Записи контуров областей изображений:
□ □ □ □ □
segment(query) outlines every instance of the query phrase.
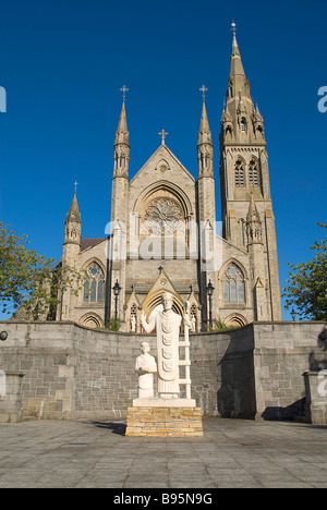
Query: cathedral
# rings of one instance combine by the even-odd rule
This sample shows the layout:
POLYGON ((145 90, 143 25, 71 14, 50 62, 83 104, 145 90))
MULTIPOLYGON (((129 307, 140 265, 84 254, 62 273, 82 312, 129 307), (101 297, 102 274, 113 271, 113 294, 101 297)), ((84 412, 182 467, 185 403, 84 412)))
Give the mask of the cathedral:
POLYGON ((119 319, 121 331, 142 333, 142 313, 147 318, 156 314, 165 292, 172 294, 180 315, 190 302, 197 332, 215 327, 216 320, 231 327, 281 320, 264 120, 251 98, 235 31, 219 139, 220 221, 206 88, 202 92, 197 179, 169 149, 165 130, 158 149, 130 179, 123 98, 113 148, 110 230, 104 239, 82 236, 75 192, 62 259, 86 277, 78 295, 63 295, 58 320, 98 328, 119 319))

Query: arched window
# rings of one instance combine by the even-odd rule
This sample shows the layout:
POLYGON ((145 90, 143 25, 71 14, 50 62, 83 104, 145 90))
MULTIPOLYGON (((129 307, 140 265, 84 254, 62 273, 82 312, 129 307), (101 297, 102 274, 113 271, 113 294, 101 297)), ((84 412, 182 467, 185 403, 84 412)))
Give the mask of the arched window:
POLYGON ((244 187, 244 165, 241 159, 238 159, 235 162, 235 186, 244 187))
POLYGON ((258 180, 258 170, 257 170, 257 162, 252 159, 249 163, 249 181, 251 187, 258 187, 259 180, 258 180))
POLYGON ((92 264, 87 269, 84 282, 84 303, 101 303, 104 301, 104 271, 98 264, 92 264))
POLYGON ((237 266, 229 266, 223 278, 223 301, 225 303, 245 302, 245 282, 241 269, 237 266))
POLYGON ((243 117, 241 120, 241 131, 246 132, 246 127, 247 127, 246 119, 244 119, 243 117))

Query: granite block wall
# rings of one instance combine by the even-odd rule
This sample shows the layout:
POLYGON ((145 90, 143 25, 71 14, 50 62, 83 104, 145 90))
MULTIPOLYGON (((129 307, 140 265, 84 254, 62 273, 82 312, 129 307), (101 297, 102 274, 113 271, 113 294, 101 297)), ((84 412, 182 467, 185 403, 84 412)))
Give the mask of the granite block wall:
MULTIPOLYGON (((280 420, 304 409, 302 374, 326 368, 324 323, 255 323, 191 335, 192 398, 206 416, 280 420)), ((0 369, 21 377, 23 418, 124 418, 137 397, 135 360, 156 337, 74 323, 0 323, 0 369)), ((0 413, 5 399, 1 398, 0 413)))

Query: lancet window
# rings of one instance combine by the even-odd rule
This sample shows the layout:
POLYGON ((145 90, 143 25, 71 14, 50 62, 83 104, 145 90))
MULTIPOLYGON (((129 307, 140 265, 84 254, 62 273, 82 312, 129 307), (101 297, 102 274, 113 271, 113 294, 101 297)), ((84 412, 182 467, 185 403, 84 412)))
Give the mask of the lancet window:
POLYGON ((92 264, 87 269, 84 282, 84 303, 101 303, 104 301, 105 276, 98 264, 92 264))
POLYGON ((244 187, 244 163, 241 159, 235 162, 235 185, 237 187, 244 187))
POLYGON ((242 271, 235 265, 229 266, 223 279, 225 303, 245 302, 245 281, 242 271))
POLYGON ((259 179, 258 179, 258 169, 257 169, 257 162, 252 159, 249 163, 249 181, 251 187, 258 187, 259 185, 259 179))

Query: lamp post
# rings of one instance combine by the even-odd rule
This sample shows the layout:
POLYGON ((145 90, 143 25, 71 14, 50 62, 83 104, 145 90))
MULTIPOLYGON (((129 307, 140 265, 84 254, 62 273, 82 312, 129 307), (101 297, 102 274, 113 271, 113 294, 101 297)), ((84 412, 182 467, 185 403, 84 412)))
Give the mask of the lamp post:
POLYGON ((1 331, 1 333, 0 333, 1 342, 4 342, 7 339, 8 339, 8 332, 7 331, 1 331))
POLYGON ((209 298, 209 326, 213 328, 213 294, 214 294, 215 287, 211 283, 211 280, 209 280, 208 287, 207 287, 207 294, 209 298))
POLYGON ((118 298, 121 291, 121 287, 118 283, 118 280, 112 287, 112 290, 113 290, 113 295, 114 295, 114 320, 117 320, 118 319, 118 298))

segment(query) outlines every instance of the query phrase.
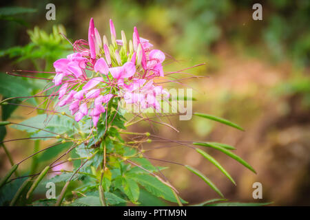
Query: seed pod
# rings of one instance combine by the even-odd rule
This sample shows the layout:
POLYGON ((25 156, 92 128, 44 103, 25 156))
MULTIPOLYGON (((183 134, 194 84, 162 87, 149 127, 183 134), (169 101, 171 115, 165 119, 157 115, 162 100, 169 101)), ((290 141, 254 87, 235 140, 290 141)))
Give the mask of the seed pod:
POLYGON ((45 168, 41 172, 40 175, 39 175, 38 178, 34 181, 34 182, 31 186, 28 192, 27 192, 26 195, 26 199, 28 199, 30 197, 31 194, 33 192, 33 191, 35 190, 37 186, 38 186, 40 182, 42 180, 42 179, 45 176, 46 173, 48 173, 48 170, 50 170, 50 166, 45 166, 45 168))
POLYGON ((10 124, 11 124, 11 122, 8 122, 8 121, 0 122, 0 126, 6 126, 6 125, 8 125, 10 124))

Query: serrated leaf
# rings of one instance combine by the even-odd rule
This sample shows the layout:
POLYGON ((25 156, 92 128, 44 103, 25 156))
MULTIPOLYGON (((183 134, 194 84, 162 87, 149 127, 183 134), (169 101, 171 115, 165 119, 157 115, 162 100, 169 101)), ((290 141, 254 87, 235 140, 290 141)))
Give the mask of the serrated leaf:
□ □ □ □ □
- **ЗАДАНИЕ**
Замените во всех позициях «Give the mask of the» на «Return the outline of the» и перепишите их заново, ничего больше не меняя. Строки с изображениями в ответ не включайте.

- **ОТВЕТ НА ЗАДАНИЕ**
segment(query) outlines every instance of the query phrase.
Query: cathedral
# rings of one instance combine by the even-odd rule
This sample shows the layout:
POLYGON ((145 90, 143 25, 71 14, 50 62, 83 104, 145 90))
MULTIPOLYGON (((129 307, 140 265, 84 254, 62 273, 82 312, 129 307), (101 297, 102 274, 113 271, 113 294, 101 297)), ((84 412, 182 467, 185 403, 84 412)))
Return the outline of the cathedral:
POLYGON ((119 319, 121 331, 142 333, 142 313, 147 318, 156 314, 165 292, 172 294, 180 315, 190 302, 197 332, 215 327, 216 320, 231 327, 281 320, 264 120, 251 98, 235 31, 219 139, 220 221, 206 88, 202 92, 197 179, 169 149, 165 130, 158 149, 130 179, 123 98, 113 148, 110 230, 104 239, 82 236, 75 192, 62 259, 86 277, 78 295, 63 295, 58 320, 98 328, 119 319))

Query: arched window
# rings of one instance combine by the even-odd rule
This sample shows the layout:
POLYGON ((145 90, 143 25, 71 14, 50 62, 83 104, 145 90))
MULTIPOLYGON (((129 307, 140 265, 84 254, 62 273, 82 312, 129 307), (101 297, 102 274, 113 271, 113 294, 101 297)), ((84 412, 182 467, 185 403, 84 412)))
Return the outline of the arched window:
POLYGON ((244 187, 244 165, 241 159, 238 159, 235 162, 235 186, 244 187))
POLYGON ((258 180, 258 170, 257 170, 257 162, 252 159, 249 163, 249 181, 251 187, 258 187, 259 180, 258 180))
POLYGON ((92 264, 87 269, 84 282, 84 303, 101 303, 104 301, 104 271, 98 264, 92 264))
POLYGON ((237 266, 229 266, 223 278, 223 301, 225 303, 245 302, 245 282, 241 269, 237 266))
POLYGON ((243 117, 241 120, 241 131, 246 132, 246 127, 247 127, 246 119, 244 119, 243 117))

Query: granite block wall
# rings of one instance combine by the even-odd rule
This sample shows the layout:
POLYGON ((145 90, 143 25, 71 14, 50 62, 83 104, 145 90))
MULTIPOLYGON (((129 307, 140 265, 84 254, 62 273, 82 312, 129 307), (101 297, 102 274, 113 271, 113 294, 101 297)), ((84 412, 182 467, 185 403, 84 412)))
Return the outline of the granite block wall:
MULTIPOLYGON (((280 420, 304 409, 302 374, 326 368, 324 323, 255 323, 191 335, 192 398, 206 416, 280 420)), ((0 369, 21 377, 23 418, 124 418, 137 397, 135 360, 156 337, 74 323, 0 323, 0 369)), ((0 413, 5 399, 1 398, 0 413)))

Query: lancet window
# rings of one instance combine by the even-odd rule
This sample shows the layout:
POLYGON ((145 90, 143 25, 71 14, 50 62, 83 104, 145 90))
MULTIPOLYGON (((129 307, 140 265, 84 254, 62 273, 82 312, 129 307), (101 297, 102 274, 113 271, 113 294, 101 297)), ((84 412, 182 467, 185 403, 84 412)))
Return the outline of the lancet window:
POLYGON ((92 264, 87 269, 84 282, 84 303, 101 303, 104 301, 105 276, 98 264, 92 264))
POLYGON ((244 187, 244 163, 241 159, 235 162, 235 185, 237 187, 244 187))
POLYGON ((242 271, 235 265, 229 266, 223 279, 225 303, 245 302, 245 281, 242 271))
POLYGON ((259 179, 258 179, 258 169, 257 169, 257 162, 252 159, 249 163, 249 181, 251 187, 258 187, 259 185, 259 179))

Query: lamp post
# rings of one instance combine by the even-odd rule
This sample shows the layout:
POLYGON ((145 90, 143 25, 71 14, 50 62, 83 104, 145 90))
MULTIPOLYGON (((129 307, 140 265, 84 254, 62 273, 82 312, 129 307), (101 297, 102 274, 113 271, 113 294, 101 297)), ((84 412, 182 467, 185 403, 84 412)))
Return the outline of the lamp post:
POLYGON ((1 331, 1 333, 0 333, 1 342, 4 342, 7 339, 8 339, 8 332, 7 331, 1 331))
POLYGON ((209 298, 209 326, 213 328, 213 294, 214 294, 215 287, 211 283, 211 280, 209 280, 208 287, 207 287, 207 294, 209 298))
POLYGON ((118 298, 121 291, 121 287, 118 283, 118 280, 112 287, 112 290, 113 290, 113 295, 114 295, 114 320, 117 320, 118 319, 118 298))

segment(query) outlines every instance of the query phrase.
Query: seed pod
# rings of one instance combine by the even-odd rule
This sample shows the layout:
POLYGON ((25 156, 92 128, 44 103, 25 156))
MULTIPOLYGON (((183 134, 194 84, 162 87, 149 127, 183 134), (169 101, 171 115, 165 119, 157 115, 162 100, 169 101)), ((290 141, 254 87, 235 140, 290 141)))
Return the outline of the seed pod:
POLYGON ((45 168, 41 172, 40 175, 39 175, 38 178, 34 181, 34 182, 31 186, 28 192, 27 192, 26 195, 26 199, 28 199, 30 197, 31 194, 33 192, 33 191, 35 190, 37 186, 38 186, 40 182, 42 180, 42 179, 45 176, 46 173, 48 173, 48 170, 50 170, 50 166, 45 166, 45 168))
POLYGON ((10 124, 11 124, 11 122, 8 122, 8 121, 0 122, 0 126, 6 126, 6 125, 8 125, 10 124))

Query: serrated leaf
# rings of one instance combine by the even-odd rule
This sample shows the layout:
POLYGON ((25 156, 92 128, 44 103, 25 156))
MULTIPOLYGON (((183 134, 194 84, 162 87, 149 127, 183 134), (169 101, 171 115, 165 119, 157 115, 162 100, 169 101)), ((290 141, 254 87, 235 140, 290 141)))
Return the outline of the serrated leaf:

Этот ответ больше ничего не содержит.